[Point annotation dataset records]
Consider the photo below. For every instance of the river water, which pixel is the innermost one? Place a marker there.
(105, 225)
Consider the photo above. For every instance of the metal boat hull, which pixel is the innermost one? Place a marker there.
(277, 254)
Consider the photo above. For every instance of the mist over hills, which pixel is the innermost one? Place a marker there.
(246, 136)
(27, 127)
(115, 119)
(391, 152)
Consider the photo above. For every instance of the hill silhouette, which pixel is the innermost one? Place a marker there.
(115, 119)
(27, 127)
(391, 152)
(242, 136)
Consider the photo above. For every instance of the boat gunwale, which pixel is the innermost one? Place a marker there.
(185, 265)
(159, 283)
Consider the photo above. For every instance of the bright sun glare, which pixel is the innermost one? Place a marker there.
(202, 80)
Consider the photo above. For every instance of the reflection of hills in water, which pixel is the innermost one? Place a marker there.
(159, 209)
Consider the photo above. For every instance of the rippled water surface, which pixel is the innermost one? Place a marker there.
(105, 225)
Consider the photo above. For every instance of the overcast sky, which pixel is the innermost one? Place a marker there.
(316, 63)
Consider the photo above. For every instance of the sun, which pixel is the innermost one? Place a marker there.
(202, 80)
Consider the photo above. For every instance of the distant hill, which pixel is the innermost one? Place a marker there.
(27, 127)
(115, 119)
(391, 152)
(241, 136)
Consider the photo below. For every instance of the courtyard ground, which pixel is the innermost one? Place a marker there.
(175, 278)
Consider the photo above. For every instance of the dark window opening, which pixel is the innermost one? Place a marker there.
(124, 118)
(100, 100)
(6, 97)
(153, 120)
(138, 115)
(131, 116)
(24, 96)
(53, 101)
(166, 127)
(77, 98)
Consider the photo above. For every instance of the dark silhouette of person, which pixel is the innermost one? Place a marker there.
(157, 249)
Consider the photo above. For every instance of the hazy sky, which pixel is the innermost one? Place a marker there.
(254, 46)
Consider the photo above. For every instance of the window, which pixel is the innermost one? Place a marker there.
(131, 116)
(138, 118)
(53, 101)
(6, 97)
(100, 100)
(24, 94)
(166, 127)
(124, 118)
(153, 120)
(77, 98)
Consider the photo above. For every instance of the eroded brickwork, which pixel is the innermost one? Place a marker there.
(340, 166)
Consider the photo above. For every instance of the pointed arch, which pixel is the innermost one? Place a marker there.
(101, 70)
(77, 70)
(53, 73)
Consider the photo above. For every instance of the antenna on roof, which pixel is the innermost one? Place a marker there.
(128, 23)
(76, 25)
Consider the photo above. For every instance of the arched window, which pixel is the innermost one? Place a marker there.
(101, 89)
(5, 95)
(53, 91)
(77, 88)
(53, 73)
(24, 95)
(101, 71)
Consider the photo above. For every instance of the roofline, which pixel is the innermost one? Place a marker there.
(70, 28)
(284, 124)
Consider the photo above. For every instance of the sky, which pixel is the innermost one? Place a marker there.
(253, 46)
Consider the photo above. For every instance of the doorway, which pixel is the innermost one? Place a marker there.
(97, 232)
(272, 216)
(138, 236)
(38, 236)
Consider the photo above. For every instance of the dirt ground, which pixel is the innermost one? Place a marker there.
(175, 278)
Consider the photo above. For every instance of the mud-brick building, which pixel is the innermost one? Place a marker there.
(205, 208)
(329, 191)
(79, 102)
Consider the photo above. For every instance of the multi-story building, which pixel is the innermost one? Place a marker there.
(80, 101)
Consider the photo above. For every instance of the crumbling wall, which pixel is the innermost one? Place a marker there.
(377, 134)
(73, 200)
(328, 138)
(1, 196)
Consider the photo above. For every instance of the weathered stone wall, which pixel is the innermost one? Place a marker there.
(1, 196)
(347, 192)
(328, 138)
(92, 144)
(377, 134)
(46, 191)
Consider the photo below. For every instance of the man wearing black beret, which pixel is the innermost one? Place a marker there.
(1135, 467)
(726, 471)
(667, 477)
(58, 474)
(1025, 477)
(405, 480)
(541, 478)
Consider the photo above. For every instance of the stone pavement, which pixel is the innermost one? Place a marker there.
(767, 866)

EXERCISE DESCRIPTION: Retype the material in full, character for character.

FULL RESPONSE:
Consider the photo below. For every instance of the river water, which pixel is the innermost one? Place a marker there.
(105, 225)
Consider the photo above. For every instance of the metal boat hull, which pixel is the innermost one? Place a marker there.
(277, 254)
Consider the photo above. For every instance of the mist over hills, which pixel is the innermost one? Place a marker there.
(246, 136)
(27, 127)
(115, 119)
(391, 152)
Consider the photo above. For every instance of the hill silhouette, which pixel is the innermost one? Place a marker there.
(115, 119)
(27, 127)
(391, 152)
(242, 136)
Consider the photo above. For every instance of the boat gunwale, which pixel is the innermost one? Place a marker there.
(185, 265)
(159, 283)
Consider the photo above. For every instance of the bright sun glare, which pixel is the innermost one? Place a marker there.
(202, 80)
Consider the photo above. For every instance of the reflection of hills in water, which pixel is the innermost one? Place a marker there.
(159, 209)
Consider the photo above. For every instance of the rippled water surface, which pixel is the innermost one? Place a marker there.
(105, 225)
Consider the photo above. For every instance of the overcast sky, which pixel is the innermost one? Place a marker there.
(316, 63)
Consider the photo above. For every instance of the sun, which pixel is the innermost one? Place a marker there.
(202, 80)
Consider the photo above. For every instance of the distant hill, which pixel is the innermost one? Place a marker there.
(27, 127)
(115, 119)
(391, 152)
(241, 136)
Consider the photo below. For every instance of the courtyard ground, which pixel is the innermost one? Place a marker there.
(175, 278)
Consider the photo above. For every instance of the dark window opening, which pixel is the innermost one? Place a marker there.
(124, 118)
(100, 100)
(6, 97)
(153, 120)
(138, 115)
(131, 116)
(24, 96)
(53, 101)
(166, 127)
(77, 98)
Consider the photo above. For every instance of the dark silhouette of person, which pixel is the innermost one? Place a marker there.
(157, 249)
Consider the photo above. For every instance of the hazy sky, which pixel is the innermost one? Place a marker there.
(254, 46)
Consider the photo above. For every instance of the window, which pixel is the innermost one? Place a marker there.
(131, 116)
(138, 118)
(53, 101)
(6, 97)
(100, 100)
(24, 94)
(166, 127)
(124, 118)
(153, 120)
(77, 98)
Consider the photo above. For every instance of the eroded brickwork, which pixel is the innermost one? Place a marker there.
(340, 166)
Consider the photo above. For every instance of the pointed arch, which pixel is the innermost one? Place a marker there.
(101, 70)
(77, 70)
(53, 73)
Consider the photo above. For every instance of the antenna on roof, which pixel is the innermost one? Place a marker there.
(128, 23)
(76, 25)
Consider the photo above. For every instance of the arched window, which pixel is the innermost one? Place a marker there.
(101, 89)
(5, 95)
(53, 91)
(77, 88)
(53, 73)
(24, 95)
(101, 71)
Consider the photo above. For every instance of the roofline, which pixel is the innermost one? Place a marker there.
(70, 28)
(284, 124)
Consider the photo above. For every instance of the sky, which pixel is the innermost one? Place a marker there.
(253, 46)
Consider the photo above. For every instance of the doorway, which pixel is the innermost one? Place a marker there.
(97, 232)
(272, 216)
(138, 236)
(38, 236)
Consider the photo above. For every instance of the dirt ground, which pixel is the innermost one? Place a marker there.
(175, 278)
Consider the photo above. For every instance of the mud-brick building, which pixel is the innermost one? Place a marker there.
(205, 208)
(329, 191)
(79, 102)
Consider the photo above. For every instance of the multi-story building, which pixel is the innermost one? Place a marker there.
(80, 101)
Consider the photo above. For every instance of the crumbling wall, which pixel is the innermost one? Place a marker there.
(377, 134)
(73, 200)
(328, 138)
(1, 196)
Consider the photo above. For every instance of the weathered stone wall, which pixel is the innermost one? Place a marker there.
(1, 196)
(347, 192)
(328, 138)
(92, 144)
(377, 134)
(46, 191)
Consider the photo below. For every instance of the man wearing black beret, which pixel is the innermost one? Place a marker there.
(1135, 467)
(726, 471)
(667, 477)
(58, 474)
(1025, 477)
(405, 480)
(541, 478)
Consider the photo above. For every instance of the stone pavement, which pixel is the innermost one? Place a marker there.
(767, 866)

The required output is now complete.